_Provided information_
== Segment start ==

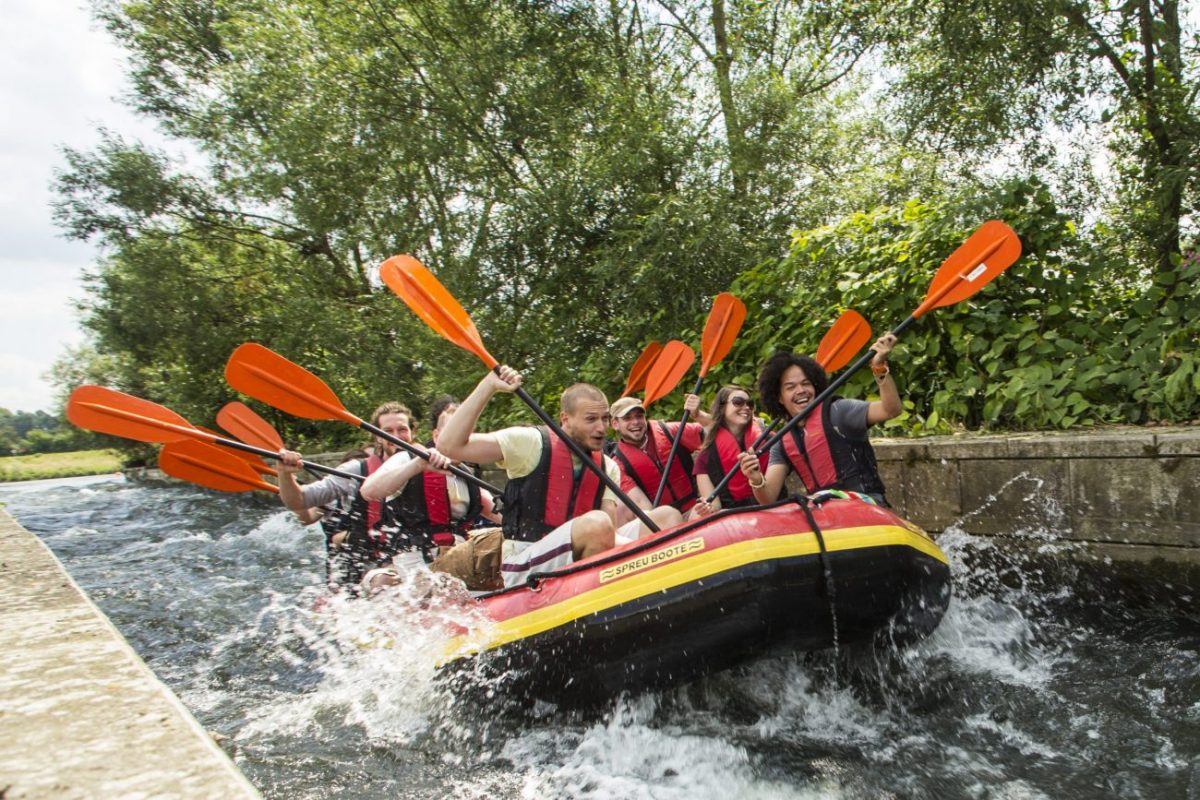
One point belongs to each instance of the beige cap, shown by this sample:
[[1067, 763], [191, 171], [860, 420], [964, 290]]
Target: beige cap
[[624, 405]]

== Segment end ==
== Segment start ==

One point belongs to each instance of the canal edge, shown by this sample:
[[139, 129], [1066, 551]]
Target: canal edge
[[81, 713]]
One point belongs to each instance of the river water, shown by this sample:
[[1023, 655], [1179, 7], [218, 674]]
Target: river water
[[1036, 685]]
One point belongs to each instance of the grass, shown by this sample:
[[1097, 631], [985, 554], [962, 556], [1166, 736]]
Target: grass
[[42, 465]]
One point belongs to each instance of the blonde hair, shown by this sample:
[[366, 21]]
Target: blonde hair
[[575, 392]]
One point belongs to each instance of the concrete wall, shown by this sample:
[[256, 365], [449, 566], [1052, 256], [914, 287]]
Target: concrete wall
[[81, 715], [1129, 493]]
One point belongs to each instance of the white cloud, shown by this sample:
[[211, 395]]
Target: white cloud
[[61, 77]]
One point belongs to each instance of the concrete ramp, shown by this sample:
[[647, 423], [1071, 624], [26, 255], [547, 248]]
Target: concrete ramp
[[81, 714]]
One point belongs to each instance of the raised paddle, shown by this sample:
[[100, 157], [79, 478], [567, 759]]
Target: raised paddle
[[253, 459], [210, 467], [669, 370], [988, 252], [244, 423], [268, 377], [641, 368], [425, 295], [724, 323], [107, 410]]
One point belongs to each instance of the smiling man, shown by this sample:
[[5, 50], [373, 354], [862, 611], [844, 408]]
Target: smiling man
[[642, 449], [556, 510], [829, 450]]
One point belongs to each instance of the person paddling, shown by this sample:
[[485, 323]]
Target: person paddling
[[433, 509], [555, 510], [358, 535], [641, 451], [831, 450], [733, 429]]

== Segment end ==
== Segment start ==

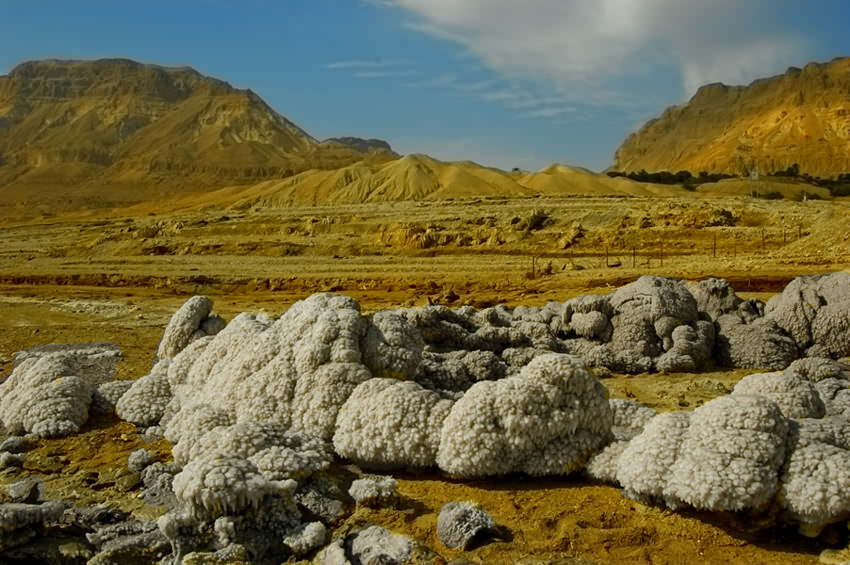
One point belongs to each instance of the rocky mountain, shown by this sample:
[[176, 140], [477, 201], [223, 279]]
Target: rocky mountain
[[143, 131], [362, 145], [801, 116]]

== Segment end ==

Among the records above, only the lines between the line holding "Target: white cloud" and the line holding "[[100, 157], [79, 478], [567, 759]]", inclusive, are to be output, exactly as written.

Target: white cloud
[[61, 77]]
One point belongs to each instance of the concrete ramp, shown by this sample:
[[647, 423], [1071, 624], [26, 255], [547, 248]]
Target: concrete ramp
[[81, 714]]
One point belongs to each instance of the raised paddle, shown by this sample:
[[100, 157], [79, 478], [567, 759]]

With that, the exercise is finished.